> Tasks and exercises
1. List every #SBATCH directive line in the job script shown in the slurm-dev thread.
2. Output the slurm-dev thread's wording from "Apr 6, 2017, 9:32:29 AM4/6/17" to "GPUs per node.".

[slurm-dev] Jobs submitted simultaneously go on the same GPU

Oliver Grant

unread,

Apr 6, 2017, 9:32:29 AM4/6/17

to slurm-dev

Hi there,

I use a bash script to simultaneously submit multiple, single-GPU jobs to a cluster containing 18 nodes with 4 GPUs per node.

#!/bin/bash
#SBATCH -J jobName
#SBATCH --partition=GPU
#SBATCH --get-user-env
#SBATCH --nodes=1
#SBATCH --tasks-per-node=1
#SBATCH --gres=gpu:1

source /etc/profile.d/modules.sh
export pmemd="srun $AMBERHOME/bin/pmemd.cuda "
export CUDA_VISIBLE_DEVICES=$(/programs/bin/freegpus 1 $SLURM_JOB_ID) // Program uses nvidia-smi to figure out what GPUs are occupied.

${pmemd} -O \
-i eq2.in \
-o eq2.o \
-p CPLX_Neut_Sol.prmtop \
-c eq1.rst7 \
-r eq2.rst7 \
-x eq2.nc \
-ref eq1.rst7

We installed an extra 8 nodes recently and I find when submitting to those nodes I get four jobs running on a single GPU, while the other three GPUs are idle. If I wait 30 seconds between submission they go on separate GPUs (the behaviour I want). When submitting using the same scripts to the older nodes, all works fine. I've reproduced this multiple times. See a video of the problem here (note the quality may be better if you download first):

https://www.dropbox.com/s/ahc39mvsefnvnps/video1.ogv?dl=0

I'm showing that the output of our program "freegpus" is ok, but when submitting two jobs to node015, they both go on the same GPU with ID 0. When submitting two jobs to node003, they go on separate GPUs. I've repeated this behaviour ~10 times. Once in a while the jobs seem to go straight to running, instead of hanging around as "PD" for several seconds. When that happens they do actually go on separate GPUs on node015!

It seems like a SLURM bug, so I thought I'd post here.

Any ideas?

Oliver

pavan tc

unread,

Apr 6, 2017, 3:14:06 PM4/6/17

to slurm-dev

Any reason why you don't want Slurm to manage CUDA_VISIBLE_DEVICES? I guess your program "freegpus" does a little more?

[Point annotation dataset records]
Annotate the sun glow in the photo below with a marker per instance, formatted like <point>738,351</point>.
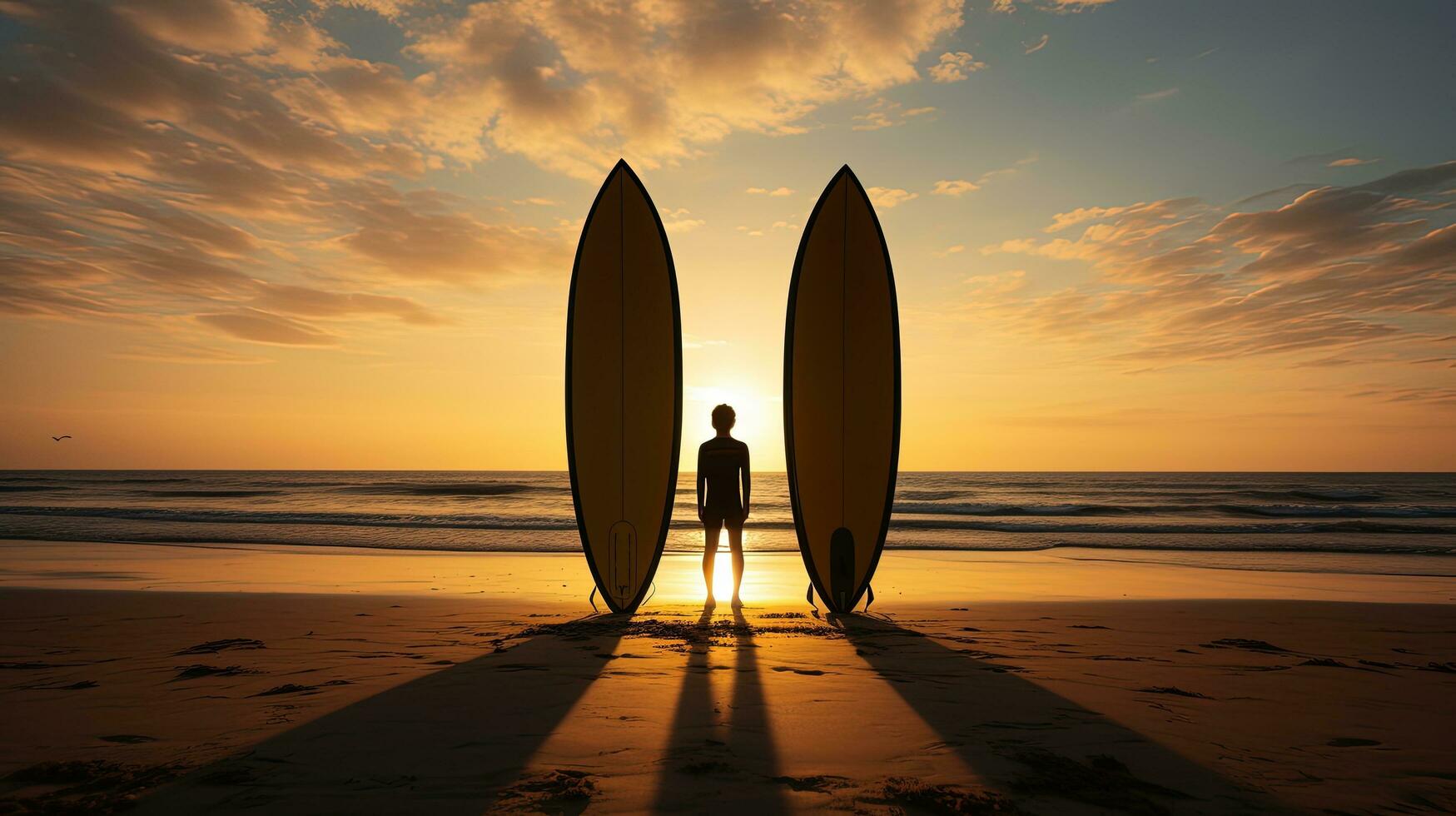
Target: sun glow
<point>723,570</point>
<point>759,421</point>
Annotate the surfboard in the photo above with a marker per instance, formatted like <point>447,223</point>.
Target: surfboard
<point>624,388</point>
<point>842,392</point>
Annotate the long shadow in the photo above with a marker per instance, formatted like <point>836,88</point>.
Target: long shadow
<point>445,744</point>
<point>705,769</point>
<point>1038,744</point>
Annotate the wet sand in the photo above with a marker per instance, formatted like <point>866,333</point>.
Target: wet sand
<point>180,679</point>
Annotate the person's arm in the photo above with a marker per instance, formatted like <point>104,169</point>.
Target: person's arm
<point>702,484</point>
<point>748,481</point>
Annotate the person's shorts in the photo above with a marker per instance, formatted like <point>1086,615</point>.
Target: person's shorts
<point>723,518</point>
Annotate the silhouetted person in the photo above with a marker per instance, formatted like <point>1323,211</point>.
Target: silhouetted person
<point>723,464</point>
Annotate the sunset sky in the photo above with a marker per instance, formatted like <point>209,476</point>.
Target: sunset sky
<point>1126,235</point>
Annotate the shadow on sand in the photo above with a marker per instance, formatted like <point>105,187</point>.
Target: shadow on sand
<point>1041,746</point>
<point>445,744</point>
<point>705,767</point>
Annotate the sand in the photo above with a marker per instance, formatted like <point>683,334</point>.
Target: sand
<point>190,678</point>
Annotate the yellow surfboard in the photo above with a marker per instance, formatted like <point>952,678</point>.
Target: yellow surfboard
<point>624,388</point>
<point>842,392</point>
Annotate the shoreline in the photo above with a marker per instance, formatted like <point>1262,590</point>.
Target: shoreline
<point>225,679</point>
<point>922,576</point>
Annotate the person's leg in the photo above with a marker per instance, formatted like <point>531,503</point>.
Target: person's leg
<point>711,530</point>
<point>736,545</point>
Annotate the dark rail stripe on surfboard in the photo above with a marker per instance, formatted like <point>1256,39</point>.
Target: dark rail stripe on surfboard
<point>868,353</point>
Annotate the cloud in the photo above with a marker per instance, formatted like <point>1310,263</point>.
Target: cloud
<point>1056,6</point>
<point>882,112</point>
<point>886,197</point>
<point>678,221</point>
<point>319,303</point>
<point>423,236</point>
<point>1158,95</point>
<point>956,67</point>
<point>574,87</point>
<point>223,171</point>
<point>1178,280</point>
<point>954,187</point>
<point>960,187</point>
<point>262,326</point>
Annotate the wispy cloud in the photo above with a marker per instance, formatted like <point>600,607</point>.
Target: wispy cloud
<point>884,112</point>
<point>1158,95</point>
<point>888,197</point>
<point>960,187</point>
<point>956,67</point>
<point>1333,270</point>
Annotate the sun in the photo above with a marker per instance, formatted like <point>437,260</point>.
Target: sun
<point>759,420</point>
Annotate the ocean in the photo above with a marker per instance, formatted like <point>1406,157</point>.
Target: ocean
<point>532,512</point>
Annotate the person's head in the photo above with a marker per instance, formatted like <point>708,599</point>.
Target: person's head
<point>724,419</point>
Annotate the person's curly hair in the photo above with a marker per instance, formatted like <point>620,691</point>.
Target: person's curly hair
<point>724,417</point>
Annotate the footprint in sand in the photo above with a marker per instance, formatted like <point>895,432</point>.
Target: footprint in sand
<point>810,672</point>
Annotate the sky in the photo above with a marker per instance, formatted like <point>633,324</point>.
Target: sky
<point>338,233</point>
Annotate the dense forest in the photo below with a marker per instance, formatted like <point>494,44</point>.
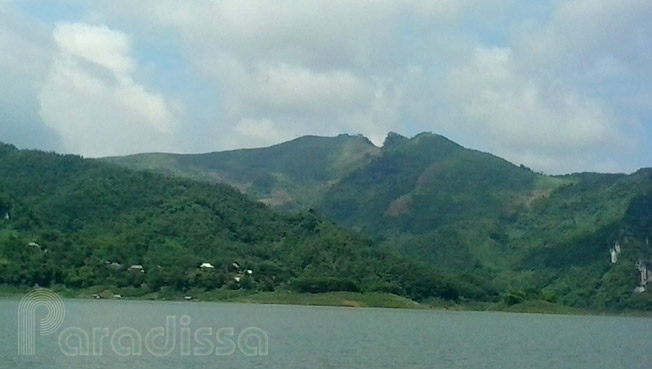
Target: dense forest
<point>76,223</point>
<point>529,235</point>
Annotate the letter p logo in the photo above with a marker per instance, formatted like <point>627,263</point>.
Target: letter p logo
<point>27,318</point>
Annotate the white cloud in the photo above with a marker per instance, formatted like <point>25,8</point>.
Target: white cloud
<point>260,132</point>
<point>91,99</point>
<point>519,114</point>
<point>535,83</point>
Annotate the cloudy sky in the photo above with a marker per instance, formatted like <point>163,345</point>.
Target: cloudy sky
<point>559,86</point>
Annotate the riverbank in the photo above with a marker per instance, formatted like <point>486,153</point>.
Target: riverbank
<point>342,299</point>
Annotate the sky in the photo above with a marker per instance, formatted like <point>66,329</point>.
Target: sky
<point>559,86</point>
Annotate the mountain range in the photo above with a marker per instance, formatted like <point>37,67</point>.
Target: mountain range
<point>456,209</point>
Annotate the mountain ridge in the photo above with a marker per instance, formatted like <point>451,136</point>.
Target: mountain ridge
<point>468,211</point>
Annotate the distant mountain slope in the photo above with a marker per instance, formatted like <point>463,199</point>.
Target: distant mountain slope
<point>291,175</point>
<point>466,211</point>
<point>69,221</point>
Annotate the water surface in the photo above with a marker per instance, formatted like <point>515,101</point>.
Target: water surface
<point>327,337</point>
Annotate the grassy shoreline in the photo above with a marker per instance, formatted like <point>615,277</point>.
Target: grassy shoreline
<point>336,299</point>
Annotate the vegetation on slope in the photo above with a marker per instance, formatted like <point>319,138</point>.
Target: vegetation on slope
<point>86,224</point>
<point>534,236</point>
<point>292,175</point>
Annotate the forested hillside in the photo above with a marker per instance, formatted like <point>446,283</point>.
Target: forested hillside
<point>79,223</point>
<point>463,211</point>
<point>289,176</point>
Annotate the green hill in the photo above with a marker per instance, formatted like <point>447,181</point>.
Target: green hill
<point>291,175</point>
<point>460,210</point>
<point>81,223</point>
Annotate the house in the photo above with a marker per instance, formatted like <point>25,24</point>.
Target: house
<point>136,268</point>
<point>113,265</point>
<point>614,252</point>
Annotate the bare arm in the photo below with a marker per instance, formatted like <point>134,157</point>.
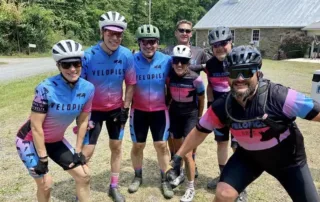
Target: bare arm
<point>128,95</point>
<point>200,105</point>
<point>193,140</point>
<point>82,122</point>
<point>37,120</point>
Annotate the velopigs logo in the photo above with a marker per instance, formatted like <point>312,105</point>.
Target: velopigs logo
<point>117,61</point>
<point>81,95</point>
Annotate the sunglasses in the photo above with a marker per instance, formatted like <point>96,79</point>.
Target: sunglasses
<point>67,65</point>
<point>150,41</point>
<point>188,31</point>
<point>245,73</point>
<point>111,33</point>
<point>183,61</point>
<point>220,43</point>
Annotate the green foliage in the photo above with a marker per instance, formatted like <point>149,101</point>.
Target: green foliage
<point>295,44</point>
<point>44,22</point>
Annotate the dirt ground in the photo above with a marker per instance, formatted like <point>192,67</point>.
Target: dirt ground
<point>16,185</point>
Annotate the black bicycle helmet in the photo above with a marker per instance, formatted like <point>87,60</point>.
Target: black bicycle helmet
<point>218,34</point>
<point>244,56</point>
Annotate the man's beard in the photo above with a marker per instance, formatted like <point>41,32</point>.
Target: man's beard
<point>243,95</point>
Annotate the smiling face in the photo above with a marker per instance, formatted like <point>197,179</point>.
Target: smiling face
<point>112,39</point>
<point>70,70</point>
<point>183,33</point>
<point>148,46</point>
<point>244,85</point>
<point>180,65</point>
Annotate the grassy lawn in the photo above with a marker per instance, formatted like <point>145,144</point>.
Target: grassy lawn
<point>16,185</point>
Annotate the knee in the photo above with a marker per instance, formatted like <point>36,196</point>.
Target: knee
<point>83,179</point>
<point>137,148</point>
<point>161,148</point>
<point>225,193</point>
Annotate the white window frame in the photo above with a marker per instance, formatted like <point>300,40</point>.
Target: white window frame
<point>256,42</point>
<point>233,32</point>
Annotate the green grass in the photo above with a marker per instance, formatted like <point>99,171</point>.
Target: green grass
<point>16,185</point>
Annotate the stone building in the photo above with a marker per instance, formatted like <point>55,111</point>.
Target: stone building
<point>262,22</point>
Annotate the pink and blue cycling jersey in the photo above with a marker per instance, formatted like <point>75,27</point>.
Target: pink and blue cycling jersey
<point>282,104</point>
<point>107,73</point>
<point>149,93</point>
<point>61,104</point>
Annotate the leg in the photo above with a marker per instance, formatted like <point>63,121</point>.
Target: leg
<point>88,149</point>
<point>82,178</point>
<point>139,131</point>
<point>29,157</point>
<point>238,173</point>
<point>298,183</point>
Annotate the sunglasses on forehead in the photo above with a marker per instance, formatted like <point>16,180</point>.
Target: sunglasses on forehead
<point>220,43</point>
<point>67,65</point>
<point>245,73</point>
<point>149,41</point>
<point>177,60</point>
<point>188,31</point>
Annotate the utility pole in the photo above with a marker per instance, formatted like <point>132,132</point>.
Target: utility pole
<point>149,12</point>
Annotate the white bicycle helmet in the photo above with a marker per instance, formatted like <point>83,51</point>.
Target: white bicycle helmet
<point>67,50</point>
<point>182,51</point>
<point>112,18</point>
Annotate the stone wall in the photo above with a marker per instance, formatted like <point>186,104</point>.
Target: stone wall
<point>269,38</point>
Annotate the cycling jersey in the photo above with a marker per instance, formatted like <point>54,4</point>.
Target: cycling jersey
<point>106,73</point>
<point>61,104</point>
<point>281,104</point>
<point>198,58</point>
<point>184,90</point>
<point>149,94</point>
<point>218,76</point>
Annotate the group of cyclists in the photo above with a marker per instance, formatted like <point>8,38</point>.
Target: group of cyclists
<point>165,92</point>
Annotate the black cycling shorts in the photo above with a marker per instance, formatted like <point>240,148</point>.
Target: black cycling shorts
<point>60,152</point>
<point>114,128</point>
<point>141,121</point>
<point>241,170</point>
<point>182,123</point>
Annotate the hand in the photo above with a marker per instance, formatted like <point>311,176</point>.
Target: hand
<point>174,172</point>
<point>122,116</point>
<point>78,159</point>
<point>41,168</point>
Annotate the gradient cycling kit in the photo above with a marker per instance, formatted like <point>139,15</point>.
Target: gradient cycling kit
<point>61,104</point>
<point>272,142</point>
<point>148,105</point>
<point>183,110</point>
<point>107,73</point>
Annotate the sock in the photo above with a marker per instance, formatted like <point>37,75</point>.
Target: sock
<point>114,180</point>
<point>191,185</point>
<point>138,172</point>
<point>221,167</point>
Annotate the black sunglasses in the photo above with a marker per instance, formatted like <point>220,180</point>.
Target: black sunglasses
<point>67,65</point>
<point>150,41</point>
<point>188,31</point>
<point>183,61</point>
<point>245,73</point>
<point>220,43</point>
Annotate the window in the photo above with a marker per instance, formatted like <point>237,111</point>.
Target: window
<point>255,36</point>
<point>233,36</point>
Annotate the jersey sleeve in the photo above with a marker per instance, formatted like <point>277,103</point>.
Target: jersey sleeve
<point>299,105</point>
<point>198,83</point>
<point>88,105</point>
<point>40,102</point>
<point>209,121</point>
<point>130,73</point>
<point>85,65</point>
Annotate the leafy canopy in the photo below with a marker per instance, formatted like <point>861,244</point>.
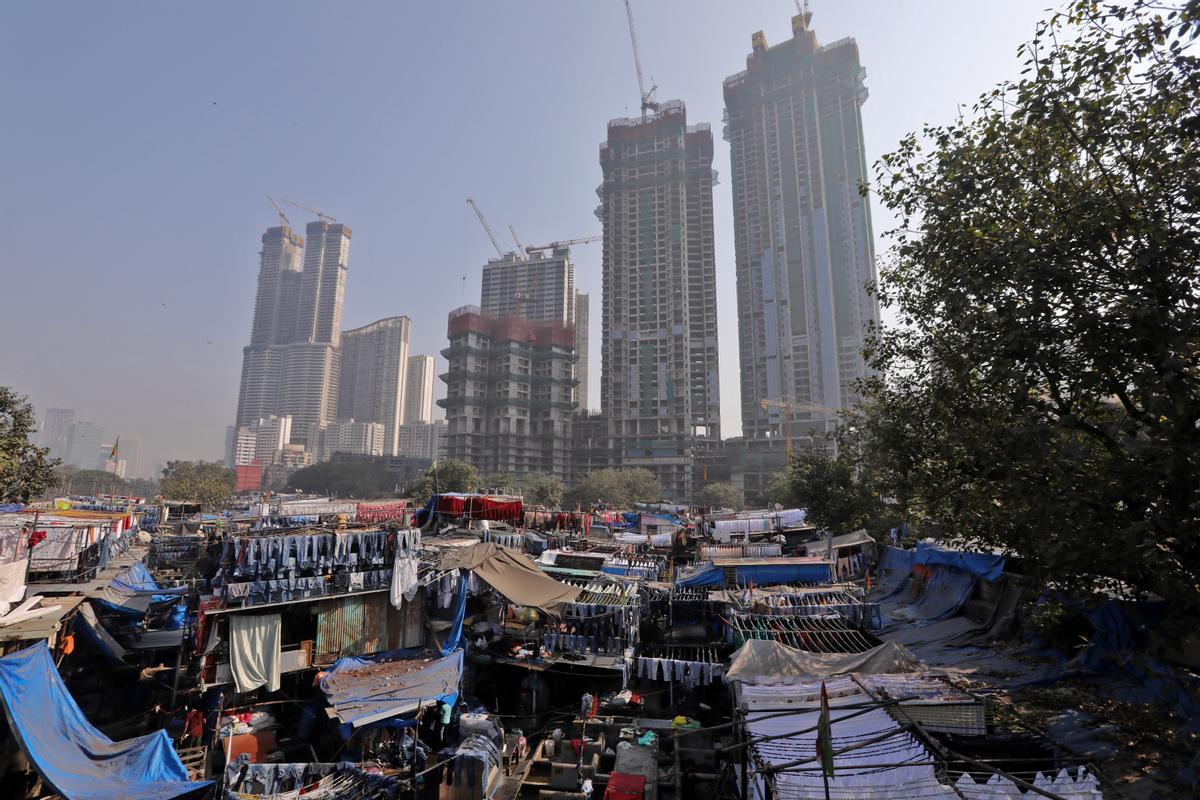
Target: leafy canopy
<point>1041,392</point>
<point>27,470</point>
<point>210,483</point>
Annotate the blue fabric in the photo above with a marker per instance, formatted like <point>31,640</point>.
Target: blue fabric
<point>72,756</point>
<point>455,636</point>
<point>767,573</point>
<point>945,595</point>
<point>712,576</point>
<point>982,565</point>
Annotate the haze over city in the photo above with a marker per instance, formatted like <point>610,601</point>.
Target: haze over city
<point>142,140</point>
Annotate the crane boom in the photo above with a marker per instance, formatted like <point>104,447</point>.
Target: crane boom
<point>283,217</point>
<point>647,96</point>
<point>790,407</point>
<point>322,216</point>
<point>563,242</point>
<point>487,228</point>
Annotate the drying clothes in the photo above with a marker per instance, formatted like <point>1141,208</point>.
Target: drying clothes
<point>403,578</point>
<point>255,647</point>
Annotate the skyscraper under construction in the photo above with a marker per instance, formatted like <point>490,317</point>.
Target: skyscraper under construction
<point>658,356</point>
<point>803,232</point>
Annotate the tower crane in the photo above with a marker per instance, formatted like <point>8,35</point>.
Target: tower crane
<point>487,228</point>
<point>790,407</point>
<point>283,217</point>
<point>648,102</point>
<point>563,242</point>
<point>322,216</point>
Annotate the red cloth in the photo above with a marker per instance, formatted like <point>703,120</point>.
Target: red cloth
<point>623,786</point>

> Outputs by task
1.
#SBATCH -J jobName
#SBATCH --partition=GPU
#SBATCH --get-user-env
#SBATCH --nodes=1
#SBATCH --tasks-per-node=1
#SBATCH --gres=gpu:1

2.
Apr 6, 2017, 9:32:29 AM4/6/17

to slurm-dev

Hi there,

I use a bash script to simultaneously submit multiple, single-GPU jobs to a cluster containing 18 nodes with 4 GPUs per node.